During May we attended the AFMA Forum held at Sun City. The event was superbly organised and in general the quality of the papers presented was high. A number of people have asked me to summarise what I saw as the key technical issues that were discussed at the congress. I will attempt to do so here but should anyone want more information the proceedings are available from AFMA in Rivonia. Shaun has summarised Dr Lourens Erasmus paper on practical formulation of dairy diets using amino acids and this will be carried in the next newsletter.

The first technical session revolved around feed additives. Dr Peisker from ADM discussing the importance using the correct ideal protein profiles for different classes of animal. He also presented data showing that Tryptosine supplied Tryptophan to both pigs and poultry as efficiently as DL Tryptophan but at a considerable cost saving.

Dr Bedford from Finnfeeds showed how the energy level of maize can vary, and how adding enzymes to the diet can reduce the effects of this energy variation. Enzyme addition was demonstrated to have a potential improvement of 2.5 to 5% of the ileal digestibility of maize based diets. This has enabled to energy level of the diet to be dropped by 3 to 5% and still achieve the same performance in broiler chickens.

Dr Bruce Johnson of Zinpro focused on the importance of mineral nutrition in the high-stress production environment that occurs in pig and poultry production. He demonstrated that Zinc intake effectively ceases when inorganic Zinc sources exceed 100 ppm, and that the only effective way of increasing mineral intakes above a certain point was to make use of organic minerals. These may take a number of forms and have now accurately been classified into 5 different categories ranging from metal amino acid complexes to metal proteinates. Research has shown that the use of these organic minerals can improve animal performance over and above the use of simple organic minerals. It is important to remember that a certain minimum level of inorganic material must first be supplied.

- DATA SECTION:
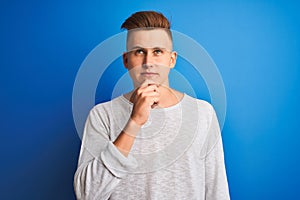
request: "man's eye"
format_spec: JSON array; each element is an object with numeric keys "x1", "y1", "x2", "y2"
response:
[
  {"x1": 135, "y1": 49, "x2": 145, "y2": 55},
  {"x1": 154, "y1": 49, "x2": 163, "y2": 55}
]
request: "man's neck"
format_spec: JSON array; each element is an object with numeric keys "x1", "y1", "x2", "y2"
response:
[{"x1": 124, "y1": 85, "x2": 183, "y2": 108}]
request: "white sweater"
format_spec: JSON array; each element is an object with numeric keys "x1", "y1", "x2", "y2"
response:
[{"x1": 74, "y1": 94, "x2": 230, "y2": 200}]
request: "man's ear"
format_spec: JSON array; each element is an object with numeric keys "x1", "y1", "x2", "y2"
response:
[
  {"x1": 123, "y1": 52, "x2": 128, "y2": 69},
  {"x1": 170, "y1": 51, "x2": 177, "y2": 68}
]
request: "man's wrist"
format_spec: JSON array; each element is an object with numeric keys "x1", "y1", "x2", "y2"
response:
[{"x1": 123, "y1": 118, "x2": 142, "y2": 137}]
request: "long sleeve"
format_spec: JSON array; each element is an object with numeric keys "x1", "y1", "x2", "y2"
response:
[
  {"x1": 205, "y1": 106, "x2": 230, "y2": 200},
  {"x1": 74, "y1": 106, "x2": 136, "y2": 199}
]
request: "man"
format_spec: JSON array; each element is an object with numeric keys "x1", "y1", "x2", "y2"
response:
[{"x1": 74, "y1": 11, "x2": 229, "y2": 200}]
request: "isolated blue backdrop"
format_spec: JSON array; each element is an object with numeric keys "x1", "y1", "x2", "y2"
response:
[{"x1": 0, "y1": 0, "x2": 300, "y2": 200}]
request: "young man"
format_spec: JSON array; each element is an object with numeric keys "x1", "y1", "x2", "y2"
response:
[{"x1": 74, "y1": 11, "x2": 229, "y2": 200}]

- ASSIGNMENT A: In the forum report, reproduce the text word for word from "Dr Bedford from" to "in broiler chickens.".
- ASSIGNMENT B: Condense the forum report's paragraph beginning "Dr Bedford from Finnfeeds" into a short bulleted list that keeps its main facts.

- WRITTEN SOLUTION A:
Dr Bedford from Finnfeeds showed how the energy level of maize can vary, and how adding enzymes to the diet can reduce the effects of this energy variation. Enzyme addition was demonstrated to have a potential improvement of 2.5 to 5% of the ileal digestibility of maize based diets. This has enabled to energy level of the diet to be dropped by 3 to 5% and still achieve the same performance in broiler chickens.

- WRITTEN SOLUTION B:
- Dr Bedford of Finnfeeds showed that the energy level of maize can vary, and that adding enzymes to the diet can reduce the effects of this variation.
- Enzyme addition can improve the ileal digestibility of maize-based diets by 2.5 to 5%.
- As a result, the energy level of the diet has been dropped by 3 to 5% with the same performance in broiler chickens.